=== Source material ===

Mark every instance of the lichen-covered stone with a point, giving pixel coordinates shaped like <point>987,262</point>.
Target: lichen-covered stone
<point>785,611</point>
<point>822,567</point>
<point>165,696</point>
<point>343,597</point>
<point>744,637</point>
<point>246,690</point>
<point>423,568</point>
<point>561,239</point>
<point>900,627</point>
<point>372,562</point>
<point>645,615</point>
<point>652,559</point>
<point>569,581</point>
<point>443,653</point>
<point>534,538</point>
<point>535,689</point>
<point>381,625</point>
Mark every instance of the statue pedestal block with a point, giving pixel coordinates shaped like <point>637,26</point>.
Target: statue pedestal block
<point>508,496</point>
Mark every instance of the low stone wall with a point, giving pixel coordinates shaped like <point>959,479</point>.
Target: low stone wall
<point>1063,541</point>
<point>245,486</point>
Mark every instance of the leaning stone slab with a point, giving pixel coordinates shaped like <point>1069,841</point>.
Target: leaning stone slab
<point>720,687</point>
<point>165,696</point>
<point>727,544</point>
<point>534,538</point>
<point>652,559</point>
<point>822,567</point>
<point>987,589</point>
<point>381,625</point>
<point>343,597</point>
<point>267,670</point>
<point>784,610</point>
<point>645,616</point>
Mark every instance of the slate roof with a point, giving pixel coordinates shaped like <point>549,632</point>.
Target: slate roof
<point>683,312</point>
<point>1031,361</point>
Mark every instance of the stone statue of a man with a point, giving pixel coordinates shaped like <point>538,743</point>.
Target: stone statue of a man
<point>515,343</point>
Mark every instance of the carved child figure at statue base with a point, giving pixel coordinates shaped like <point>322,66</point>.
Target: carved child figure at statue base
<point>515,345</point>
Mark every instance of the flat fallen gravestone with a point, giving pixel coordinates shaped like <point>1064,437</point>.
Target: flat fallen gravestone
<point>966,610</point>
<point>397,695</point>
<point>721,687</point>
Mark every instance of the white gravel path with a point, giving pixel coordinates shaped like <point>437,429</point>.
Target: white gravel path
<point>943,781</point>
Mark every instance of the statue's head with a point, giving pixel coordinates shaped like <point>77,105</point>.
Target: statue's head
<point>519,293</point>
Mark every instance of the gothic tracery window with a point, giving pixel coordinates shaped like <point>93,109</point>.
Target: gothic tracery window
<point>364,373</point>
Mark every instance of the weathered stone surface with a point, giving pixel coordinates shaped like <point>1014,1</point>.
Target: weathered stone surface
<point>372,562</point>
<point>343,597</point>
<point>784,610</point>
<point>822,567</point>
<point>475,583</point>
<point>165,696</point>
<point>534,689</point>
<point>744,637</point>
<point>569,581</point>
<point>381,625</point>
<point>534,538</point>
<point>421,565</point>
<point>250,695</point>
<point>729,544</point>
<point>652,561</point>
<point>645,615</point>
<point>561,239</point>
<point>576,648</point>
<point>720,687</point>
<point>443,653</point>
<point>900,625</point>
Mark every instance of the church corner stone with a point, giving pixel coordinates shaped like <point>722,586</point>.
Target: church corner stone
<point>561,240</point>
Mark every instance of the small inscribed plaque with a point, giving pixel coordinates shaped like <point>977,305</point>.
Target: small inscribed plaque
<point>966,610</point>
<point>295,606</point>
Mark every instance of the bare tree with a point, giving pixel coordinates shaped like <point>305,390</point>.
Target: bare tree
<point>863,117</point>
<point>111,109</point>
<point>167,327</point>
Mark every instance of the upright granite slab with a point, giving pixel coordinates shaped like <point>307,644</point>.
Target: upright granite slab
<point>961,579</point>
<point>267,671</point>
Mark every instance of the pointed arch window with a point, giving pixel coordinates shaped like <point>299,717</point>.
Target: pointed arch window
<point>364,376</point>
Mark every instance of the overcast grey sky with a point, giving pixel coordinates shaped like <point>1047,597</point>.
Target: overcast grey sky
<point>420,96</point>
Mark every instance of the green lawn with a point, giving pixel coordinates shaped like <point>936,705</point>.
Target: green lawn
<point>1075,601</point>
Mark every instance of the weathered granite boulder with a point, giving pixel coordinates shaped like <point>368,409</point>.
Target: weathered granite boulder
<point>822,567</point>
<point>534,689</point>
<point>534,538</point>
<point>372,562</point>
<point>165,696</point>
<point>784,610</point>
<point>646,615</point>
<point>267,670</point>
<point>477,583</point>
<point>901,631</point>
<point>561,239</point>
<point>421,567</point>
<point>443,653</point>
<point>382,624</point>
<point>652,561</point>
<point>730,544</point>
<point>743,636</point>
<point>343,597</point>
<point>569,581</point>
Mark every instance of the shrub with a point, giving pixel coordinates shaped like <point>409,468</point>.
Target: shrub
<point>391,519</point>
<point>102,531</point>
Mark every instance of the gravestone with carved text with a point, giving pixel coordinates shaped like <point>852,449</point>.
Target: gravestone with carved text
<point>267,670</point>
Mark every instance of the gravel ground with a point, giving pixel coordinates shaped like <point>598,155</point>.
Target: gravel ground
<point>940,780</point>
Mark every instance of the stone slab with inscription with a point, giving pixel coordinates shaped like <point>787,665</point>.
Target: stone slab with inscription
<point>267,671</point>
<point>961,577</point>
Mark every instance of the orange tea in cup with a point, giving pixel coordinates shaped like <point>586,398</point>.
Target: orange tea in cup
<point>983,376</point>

===

Convert all of the material above into a numbered list, leaving out any blank lines.

Result:
1. Mark every instance of the lichen-covered stone with a point, giving pixel coordinates shaped like <point>987,262</point>.
2. Target: lichen-covered stone
3. <point>785,611</point>
4. <point>822,567</point>
5. <point>165,696</point>
6. <point>343,597</point>
7. <point>744,637</point>
8. <point>246,690</point>
9. <point>423,568</point>
10. <point>561,239</point>
11. <point>900,627</point>
12. <point>372,562</point>
13. <point>645,615</point>
14. <point>652,559</point>
15. <point>569,581</point>
16. <point>443,653</point>
17. <point>534,538</point>
18. <point>535,689</point>
19. <point>381,625</point>
20. Mark every instance of the statue pedestal block with a point, giving pixel coordinates shaped like <point>637,26</point>.
21. Target: statue pedestal block
22. <point>508,496</point>
23. Mark every instance of the low stone wall with a point, giving pixel coordinates shaped like <point>959,479</point>.
24. Target: low stone wall
25. <point>1063,541</point>
26. <point>245,486</point>
27. Mark every instance of the leaning stone slab with a point, giving pixel coordinates shaped like <point>1069,841</point>.
28. Target: leaning stone slab
29. <point>720,687</point>
30. <point>165,696</point>
31. <point>727,544</point>
32. <point>534,538</point>
33. <point>652,559</point>
34. <point>822,567</point>
35. <point>987,589</point>
36. <point>381,625</point>
37. <point>343,597</point>
38. <point>267,670</point>
39. <point>784,610</point>
40. <point>645,616</point>
41. Mark every instance of the slate roof with a point, giving pixel coordinates shaped like <point>549,632</point>.
42. Target: slate roof
43. <point>683,312</point>
44. <point>1031,361</point>
45. Mark every instance of the stone statue of a man with a point, giving pixel coordinates shaped like <point>538,743</point>.
46. Target: stone statue of a man
47. <point>515,343</point>
48. Mark every instance of the carved child figure at statue base with a point, giving pixel coordinates shaped like <point>322,66</point>.
49. Target: carved child figure at statue base
50. <point>515,345</point>
51. Mark every instance of the flat fallen gravestone with a point, giving pixel coordinates shaped like <point>1064,437</point>.
52. Target: flat fallen gravestone
53. <point>966,610</point>
54. <point>397,695</point>
55. <point>721,687</point>
56. Mark every instance of the white gravel path with a point, giving pixel coordinates shaped like <point>437,429</point>.
57. Target: white gravel path
58. <point>943,781</point>
59. Mark every instance of the statue's head with a point, giving pixel coordinates shaped like <point>77,105</point>.
60. Target: statue's head
61. <point>519,293</point>
62. Mark every instance of the gothic tracery window with a point, giving pixel coordinates shaped like <point>93,109</point>.
63. Target: gothic tracery window
64. <point>364,373</point>
65. Mark every instance of the weathered stone surface with a point, giving pixel coordinates shaped like <point>1014,1</point>.
66. Target: weathered stone surface
67. <point>372,562</point>
68. <point>343,597</point>
69. <point>784,610</point>
70. <point>822,567</point>
71. <point>475,583</point>
72. <point>165,696</point>
73. <point>534,689</point>
74. <point>744,637</point>
75. <point>569,581</point>
76. <point>381,625</point>
77. <point>534,538</point>
78. <point>421,565</point>
79. <point>250,695</point>
80. <point>729,544</point>
81. <point>652,561</point>
82. <point>645,615</point>
83. <point>561,239</point>
84. <point>576,648</point>
85. <point>720,687</point>
86. <point>443,653</point>
87. <point>900,625</point>
88. Mark every instance of the church corner stone with a point, giving pixel coordinates shaped like <point>722,586</point>.
89. Target: church corner stone
90. <point>561,240</point>
91. Mark every instance of the small inscribed plaque with a point, giving pixel coordinates shaped like <point>977,305</point>.
92. Target: small inscribed plaque
93. <point>966,610</point>
94. <point>295,606</point>
95. Mark every instance of the bare tree with a point, giving pixel coordinates shaped like <point>305,390</point>.
96. Target: bare tree
97. <point>863,117</point>
98. <point>111,109</point>
99. <point>167,327</point>
100. Mark every instance of the upright granite slab with a point, giving pixel coordinates shaped like <point>307,644</point>.
101. Target: upright granite slab
102. <point>961,579</point>
103. <point>267,671</point>
104. Mark every instance of the pointed arch window with a point, giving pixel coordinates shaped like <point>299,717</point>.
105. Target: pointed arch window
106. <point>364,376</point>
107. Mark every instance of the overcast grey sky with a point, giving pixel coordinates shaped like <point>1047,597</point>.
108. Target: overcast grey sky
109. <point>420,96</point>
110. Mark every instance of the green lawn with a point, giving pixel coordinates shaped like <point>936,705</point>.
111. Target: green lawn
112. <point>1075,601</point>
113. Mark every instance of the weathered granite boulder with a point, giving pixel coordinates shaped like <point>368,409</point>.
114. Target: weathered granite boulder
115. <point>822,567</point>
116. <point>534,689</point>
117. <point>534,538</point>
118. <point>372,562</point>
119. <point>165,696</point>
120. <point>784,610</point>
121. <point>646,615</point>
122. <point>267,670</point>
123. <point>477,583</point>
124. <point>901,631</point>
125. <point>561,239</point>
126. <point>421,567</point>
127. <point>443,653</point>
128. <point>382,624</point>
129. <point>652,561</point>
130. <point>730,544</point>
131. <point>743,636</point>
132. <point>343,597</point>
133. <point>569,581</point>
134. Mark every instance of the shrub with a point, giving pixel coordinates shaped like <point>409,468</point>.
135. Target: shrub
136. <point>391,519</point>
137. <point>102,531</point>
138. Mark every instance of the gravestone with carved text with a point, giving pixel coordinates shaped like <point>852,449</point>.
139. Target: gravestone with carved text
140. <point>267,670</point>
141. Mark every instance of the gravel ground with a point, giving pixel coordinates shaped like <point>598,155</point>.
142. Target: gravel ground
143. <point>940,780</point>
144. Mark every instance of the stone slab with inscription with a point, giving pixel coordinates shaped like <point>787,665</point>.
145. Target: stone slab with inscription
146. <point>267,671</point>
147. <point>961,577</point>
148. Mark every instance of the orange tea in cup with a point, giving pixel coordinates shaped like <point>586,398</point>.
149. Target: orange tea in cup
150. <point>983,376</point>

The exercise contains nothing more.